— INSTRUCTIONS TO FOLLOW —
Below are the records; they must be reproduced verbatim.

— GIVEN DATA —
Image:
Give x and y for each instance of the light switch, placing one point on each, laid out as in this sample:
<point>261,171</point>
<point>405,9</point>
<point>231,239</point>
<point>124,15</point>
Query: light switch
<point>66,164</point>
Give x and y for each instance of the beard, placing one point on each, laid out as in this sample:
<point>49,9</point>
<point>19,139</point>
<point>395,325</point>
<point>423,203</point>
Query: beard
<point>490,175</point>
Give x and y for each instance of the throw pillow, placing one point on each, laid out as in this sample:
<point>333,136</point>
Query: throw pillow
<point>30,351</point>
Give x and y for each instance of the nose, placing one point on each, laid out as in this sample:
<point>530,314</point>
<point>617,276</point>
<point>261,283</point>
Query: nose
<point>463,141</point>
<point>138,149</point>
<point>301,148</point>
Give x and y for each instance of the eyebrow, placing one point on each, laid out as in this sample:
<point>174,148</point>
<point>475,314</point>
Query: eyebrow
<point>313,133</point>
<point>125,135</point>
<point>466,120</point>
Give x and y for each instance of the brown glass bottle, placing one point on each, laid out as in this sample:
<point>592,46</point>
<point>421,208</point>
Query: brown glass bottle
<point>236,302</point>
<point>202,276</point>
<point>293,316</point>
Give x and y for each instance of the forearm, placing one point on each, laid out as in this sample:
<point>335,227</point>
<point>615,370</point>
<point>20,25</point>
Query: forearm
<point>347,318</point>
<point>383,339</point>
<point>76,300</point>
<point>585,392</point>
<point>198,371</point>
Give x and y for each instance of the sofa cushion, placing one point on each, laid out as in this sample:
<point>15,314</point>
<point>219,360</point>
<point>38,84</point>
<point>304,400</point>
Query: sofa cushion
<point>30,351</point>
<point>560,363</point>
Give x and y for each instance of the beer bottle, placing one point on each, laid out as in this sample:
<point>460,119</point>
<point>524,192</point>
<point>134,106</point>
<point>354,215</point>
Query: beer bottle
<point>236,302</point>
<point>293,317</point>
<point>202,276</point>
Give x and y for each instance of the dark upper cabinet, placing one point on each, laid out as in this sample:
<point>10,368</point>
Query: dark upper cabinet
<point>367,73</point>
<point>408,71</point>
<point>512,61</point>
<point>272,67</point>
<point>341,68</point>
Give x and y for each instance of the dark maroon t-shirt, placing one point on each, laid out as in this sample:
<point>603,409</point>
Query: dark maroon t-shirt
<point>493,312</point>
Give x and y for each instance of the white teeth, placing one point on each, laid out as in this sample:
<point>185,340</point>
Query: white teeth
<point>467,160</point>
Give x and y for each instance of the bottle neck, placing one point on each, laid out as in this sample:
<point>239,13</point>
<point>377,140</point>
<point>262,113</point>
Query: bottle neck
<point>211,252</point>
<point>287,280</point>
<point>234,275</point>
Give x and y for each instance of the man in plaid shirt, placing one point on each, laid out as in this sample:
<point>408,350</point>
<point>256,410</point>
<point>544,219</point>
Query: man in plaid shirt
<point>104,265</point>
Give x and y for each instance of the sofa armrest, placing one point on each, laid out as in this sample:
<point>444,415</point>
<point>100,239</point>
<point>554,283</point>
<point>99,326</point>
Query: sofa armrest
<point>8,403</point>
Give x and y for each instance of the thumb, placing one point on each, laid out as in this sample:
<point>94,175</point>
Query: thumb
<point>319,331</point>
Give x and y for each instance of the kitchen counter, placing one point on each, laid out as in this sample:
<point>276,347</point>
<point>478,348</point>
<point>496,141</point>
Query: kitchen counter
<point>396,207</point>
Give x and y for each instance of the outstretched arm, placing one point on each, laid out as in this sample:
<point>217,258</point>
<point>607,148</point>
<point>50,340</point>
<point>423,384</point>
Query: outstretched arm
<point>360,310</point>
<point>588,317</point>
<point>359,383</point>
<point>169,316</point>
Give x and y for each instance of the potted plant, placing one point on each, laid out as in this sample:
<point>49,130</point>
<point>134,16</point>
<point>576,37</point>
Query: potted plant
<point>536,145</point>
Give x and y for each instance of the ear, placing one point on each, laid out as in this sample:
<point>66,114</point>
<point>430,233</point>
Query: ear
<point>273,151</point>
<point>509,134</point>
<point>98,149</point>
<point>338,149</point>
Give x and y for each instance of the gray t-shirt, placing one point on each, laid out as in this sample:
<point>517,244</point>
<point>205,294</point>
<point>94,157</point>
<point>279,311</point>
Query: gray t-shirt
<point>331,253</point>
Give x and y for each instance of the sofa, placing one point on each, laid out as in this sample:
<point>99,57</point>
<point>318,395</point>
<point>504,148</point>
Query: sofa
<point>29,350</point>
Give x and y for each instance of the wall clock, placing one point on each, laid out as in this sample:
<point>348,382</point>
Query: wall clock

— ANSWER TO THIS TASK —
Image:
Give x and y for each instance of the light switch, placing one point on each, laid out as in this sample:
<point>261,171</point>
<point>405,9</point>
<point>231,239</point>
<point>124,15</point>
Query: light switch
<point>66,164</point>
Give x and y for each instance of the beard, placing one point on each, laid out as in this sample:
<point>49,9</point>
<point>19,139</point>
<point>395,325</point>
<point>423,203</point>
Query: beard
<point>490,175</point>
Give x and y for each instance of the throw pillow, placing one point on each, laid out as in this sample:
<point>333,136</point>
Query: throw pillow
<point>30,351</point>
Give x and y for each instance of the nose, placing one point on each, laid out as in this sample:
<point>530,314</point>
<point>617,276</point>
<point>261,283</point>
Query: nose
<point>463,141</point>
<point>138,149</point>
<point>301,148</point>
Give x and y for each instance of the eyebrow, placing one point on each, laid out as in this sample:
<point>174,148</point>
<point>475,314</point>
Query: eyebrow
<point>313,133</point>
<point>125,135</point>
<point>466,120</point>
Give x and y for each instance of the brown glass bottle, placing one point on each, laid out as in this sample:
<point>592,46</point>
<point>421,208</point>
Query: brown glass bottle
<point>236,302</point>
<point>202,276</point>
<point>293,316</point>
Give x and y for each instance of the forearm, placing one point on each, laid out as in this sample:
<point>335,227</point>
<point>615,370</point>
<point>20,25</point>
Query: forearm
<point>347,318</point>
<point>383,339</point>
<point>76,300</point>
<point>585,392</point>
<point>198,371</point>
Give x and y for each instance of the sofa cushion, placing one point on each, laid out as in this sample:
<point>15,314</point>
<point>219,360</point>
<point>38,84</point>
<point>304,400</point>
Query: sofa cushion
<point>30,351</point>
<point>560,363</point>
Give x and y for each instance of the beer bottle, placing one point on each, laid out as in this sample:
<point>460,119</point>
<point>524,192</point>
<point>134,106</point>
<point>354,215</point>
Query: beer bottle
<point>236,302</point>
<point>293,317</point>
<point>202,276</point>
Give x and y for each instance of the dark upper cabinet, placing one point on each, laid out as in this sample:
<point>10,368</point>
Query: dark upper cabinet
<point>367,73</point>
<point>408,71</point>
<point>512,61</point>
<point>272,67</point>
<point>341,68</point>
Give x and y for each instance of the dark maroon t-shirt, placing one point on each, laid out as in this sample:
<point>603,409</point>
Query: dark maroon t-shirt
<point>493,312</point>
Give x and y for each instance of the white teeth, placing one point on each, laid out as in this sample:
<point>185,340</point>
Query: white teeth
<point>467,160</point>
Give x and y for each instance of the bottle neck, placing one point on each, laid out as in this sample:
<point>239,13</point>
<point>377,140</point>
<point>262,113</point>
Query: bottle neck
<point>211,252</point>
<point>287,280</point>
<point>234,275</point>
Give x and y for each instance of the man in plaid shirt, placing one point on each, laid out as in this sample:
<point>408,350</point>
<point>256,410</point>
<point>544,219</point>
Query: man in plaid shirt
<point>104,265</point>
Give x and y for each instance of the sofa armrest, placing one point on each, laid out as in this sample:
<point>444,415</point>
<point>100,239</point>
<point>554,283</point>
<point>99,326</point>
Query: sofa armrest
<point>8,403</point>
Give x and y for each instance of the thumb, placing one point on each, laid out as in this sample:
<point>94,175</point>
Query: thumb
<point>319,331</point>
Give x and y for each instance of the kitchen counter, placing one point on each, laid out as in this sample:
<point>276,347</point>
<point>478,348</point>
<point>496,141</point>
Query: kitchen counter
<point>396,207</point>
Give x and y for each instance of the outstretched arm, placing one point on each, laid out as in this sample:
<point>217,258</point>
<point>607,148</point>
<point>50,340</point>
<point>423,384</point>
Query: outstretched arm
<point>360,310</point>
<point>588,317</point>
<point>359,383</point>
<point>169,316</point>
Give x and y for each instance of the potted plant, placing one point on each, laid out as in this sample:
<point>49,130</point>
<point>134,16</point>
<point>576,37</point>
Query: potted plant
<point>536,145</point>
Give x and y for each instance of the ear, placing one point on each, laid out as in this sample:
<point>66,114</point>
<point>430,233</point>
Query: ear
<point>273,151</point>
<point>509,134</point>
<point>98,149</point>
<point>338,149</point>
Give x and y for each instance of the gray t-shirt, placing one point on each, laid out as in this sample:
<point>517,244</point>
<point>205,294</point>
<point>94,157</point>
<point>279,311</point>
Query: gray t-shirt
<point>331,253</point>
Give x and y for each instance of the sofa, placing one point on each, laid out as in this sample:
<point>99,57</point>
<point>318,395</point>
<point>504,148</point>
Query: sofa
<point>29,350</point>
Give x and y for each instance of the wall clock, placing one point on each, laid out as in this sample:
<point>348,382</point>
Query: wall clock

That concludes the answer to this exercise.